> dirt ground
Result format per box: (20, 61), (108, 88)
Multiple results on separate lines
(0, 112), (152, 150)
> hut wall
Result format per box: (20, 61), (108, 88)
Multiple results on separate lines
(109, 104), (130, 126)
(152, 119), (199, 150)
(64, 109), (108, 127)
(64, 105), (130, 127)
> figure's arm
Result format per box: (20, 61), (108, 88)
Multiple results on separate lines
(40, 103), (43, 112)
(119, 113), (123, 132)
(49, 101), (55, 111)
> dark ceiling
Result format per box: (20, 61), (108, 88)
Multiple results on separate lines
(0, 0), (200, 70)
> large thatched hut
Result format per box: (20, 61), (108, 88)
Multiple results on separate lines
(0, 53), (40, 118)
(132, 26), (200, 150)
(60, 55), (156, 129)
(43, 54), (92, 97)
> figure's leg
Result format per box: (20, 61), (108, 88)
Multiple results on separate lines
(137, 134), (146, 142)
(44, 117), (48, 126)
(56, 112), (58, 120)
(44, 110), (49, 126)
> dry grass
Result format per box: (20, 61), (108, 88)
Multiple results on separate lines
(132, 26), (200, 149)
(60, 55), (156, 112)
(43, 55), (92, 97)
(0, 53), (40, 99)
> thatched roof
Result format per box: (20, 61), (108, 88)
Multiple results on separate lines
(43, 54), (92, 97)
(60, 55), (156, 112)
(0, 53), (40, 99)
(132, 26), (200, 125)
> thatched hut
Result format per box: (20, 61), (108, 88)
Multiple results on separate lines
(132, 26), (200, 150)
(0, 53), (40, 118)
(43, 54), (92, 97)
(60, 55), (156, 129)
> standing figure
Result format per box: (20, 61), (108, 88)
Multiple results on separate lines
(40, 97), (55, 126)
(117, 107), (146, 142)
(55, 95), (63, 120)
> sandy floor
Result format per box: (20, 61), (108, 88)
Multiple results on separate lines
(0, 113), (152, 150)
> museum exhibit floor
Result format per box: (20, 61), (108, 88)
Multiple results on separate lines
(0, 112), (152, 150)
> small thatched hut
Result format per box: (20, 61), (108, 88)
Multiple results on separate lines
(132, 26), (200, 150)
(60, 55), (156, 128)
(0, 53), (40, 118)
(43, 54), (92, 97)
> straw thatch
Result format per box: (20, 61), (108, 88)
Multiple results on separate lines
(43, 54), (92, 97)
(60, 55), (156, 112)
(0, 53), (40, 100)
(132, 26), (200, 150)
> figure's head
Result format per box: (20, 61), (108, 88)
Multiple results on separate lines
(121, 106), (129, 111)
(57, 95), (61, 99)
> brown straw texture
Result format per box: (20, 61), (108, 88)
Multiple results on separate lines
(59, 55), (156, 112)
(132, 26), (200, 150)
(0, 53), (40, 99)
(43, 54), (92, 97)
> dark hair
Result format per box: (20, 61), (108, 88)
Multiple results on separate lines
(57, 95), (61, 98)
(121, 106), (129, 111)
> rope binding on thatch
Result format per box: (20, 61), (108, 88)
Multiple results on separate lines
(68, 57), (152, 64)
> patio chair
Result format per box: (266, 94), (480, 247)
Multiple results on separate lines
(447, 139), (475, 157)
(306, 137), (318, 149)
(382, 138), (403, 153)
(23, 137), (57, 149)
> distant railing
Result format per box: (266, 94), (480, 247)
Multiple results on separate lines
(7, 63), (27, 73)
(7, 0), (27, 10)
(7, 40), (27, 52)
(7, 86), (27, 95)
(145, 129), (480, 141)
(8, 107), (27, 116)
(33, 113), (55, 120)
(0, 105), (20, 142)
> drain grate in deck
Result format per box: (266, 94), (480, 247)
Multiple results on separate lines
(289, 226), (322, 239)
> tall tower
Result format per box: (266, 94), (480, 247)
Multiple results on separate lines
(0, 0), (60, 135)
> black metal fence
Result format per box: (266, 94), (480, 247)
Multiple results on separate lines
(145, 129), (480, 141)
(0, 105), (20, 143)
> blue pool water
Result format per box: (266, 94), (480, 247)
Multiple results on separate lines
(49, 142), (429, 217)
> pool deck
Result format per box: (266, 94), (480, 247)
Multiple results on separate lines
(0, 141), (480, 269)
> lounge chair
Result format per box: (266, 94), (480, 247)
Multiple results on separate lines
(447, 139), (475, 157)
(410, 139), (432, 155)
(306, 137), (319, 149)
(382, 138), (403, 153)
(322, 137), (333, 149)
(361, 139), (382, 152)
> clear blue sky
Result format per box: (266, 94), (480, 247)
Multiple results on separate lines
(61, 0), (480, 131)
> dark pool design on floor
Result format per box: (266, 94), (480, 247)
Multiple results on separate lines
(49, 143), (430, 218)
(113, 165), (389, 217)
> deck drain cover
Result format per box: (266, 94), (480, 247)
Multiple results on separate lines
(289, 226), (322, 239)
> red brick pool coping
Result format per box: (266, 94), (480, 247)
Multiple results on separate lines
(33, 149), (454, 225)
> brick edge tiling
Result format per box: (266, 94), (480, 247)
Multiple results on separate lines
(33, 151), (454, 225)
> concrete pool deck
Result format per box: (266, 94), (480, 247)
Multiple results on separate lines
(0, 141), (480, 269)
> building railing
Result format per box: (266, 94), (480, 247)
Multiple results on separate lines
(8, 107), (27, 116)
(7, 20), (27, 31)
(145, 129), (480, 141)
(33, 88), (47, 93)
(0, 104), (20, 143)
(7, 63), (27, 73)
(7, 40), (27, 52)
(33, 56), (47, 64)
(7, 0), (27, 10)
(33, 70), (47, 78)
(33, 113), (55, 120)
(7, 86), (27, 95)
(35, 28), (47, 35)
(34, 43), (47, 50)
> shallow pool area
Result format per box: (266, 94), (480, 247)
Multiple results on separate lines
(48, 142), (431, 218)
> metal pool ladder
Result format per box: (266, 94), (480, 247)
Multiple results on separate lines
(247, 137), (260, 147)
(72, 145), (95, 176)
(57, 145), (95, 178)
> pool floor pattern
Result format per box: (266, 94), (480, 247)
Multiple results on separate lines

┄┄┄┄┄┄

Scale everything from the line containing "binding on thatch" down to the line containing "(33, 151), (454, 225)", both lines included, and write that stretch out again in full. Multiply every box coordinate in the answers by 0.35 and round to whole numbers, with halves rounding up, while keeping every other line, including its sample coordinates, as it stands.

# Task answer
> rope binding on thatch
Result format per box: (20, 61), (108, 88)
Multiple results on separate lines
(24, 20), (53, 22)
> patio chair
Result format per box: (266, 94), (480, 247)
Multiple results on separate lines
(156, 49), (166, 55)
(107, 48), (111, 52)
(134, 48), (141, 54)
(8, 48), (20, 52)
> distant railing
Result format per box: (266, 94), (480, 247)
Multiple results on separate lines
(2, 22), (9, 26)
(2, 0), (9, 4)
(2, 14), (9, 18)
(2, 30), (9, 33)
(51, 45), (168, 49)
(3, 37), (9, 41)
(12, 40), (19, 42)
(0, 37), (7, 50)
> drain grate in deck
Result format per box: (266, 94), (480, 247)
Multiple results on separate lines
(101, 79), (113, 84)
> tall tower
Result format per box: (266, 94), (480, 247)
Multiple results on separate lines
(0, 0), (21, 47)
> black metal fence
Result format per box: (266, 94), (480, 247)
Multiple results on separate lines
(51, 45), (168, 49)
(0, 37), (7, 50)
> blue pool water
Result format per box: (266, 94), (480, 247)
Multiple results on separate lines
(17, 50), (150, 76)
> pool deck
Result format per box: (266, 94), (480, 247)
Multiple results on separate lines
(0, 49), (168, 94)
> lounge chair
Result format per box: (266, 94), (480, 247)
Multiple results on separate lines
(156, 49), (166, 55)
(144, 49), (151, 54)
(107, 48), (112, 52)
(134, 48), (141, 54)
(113, 48), (117, 52)
(126, 49), (134, 53)
> clear blue sky
Result format per box: (266, 94), (480, 247)
Multiple results on separate lines
(21, 0), (168, 46)
> dark pool design on floor
Result format per box: (266, 94), (480, 247)
Multiple results on separate lines
(17, 50), (151, 76)
(40, 58), (136, 76)
> deck drain cover
Result format per box: (266, 94), (480, 247)
Multiple results on separate lines
(101, 79), (113, 84)
> red brick pool coping
Result format per box: (266, 94), (480, 247)
Multiple results on separate lines
(12, 52), (159, 79)
> brick edge tiling
Result format per box: (266, 94), (480, 247)
Multiple results on separate lines
(12, 53), (159, 79)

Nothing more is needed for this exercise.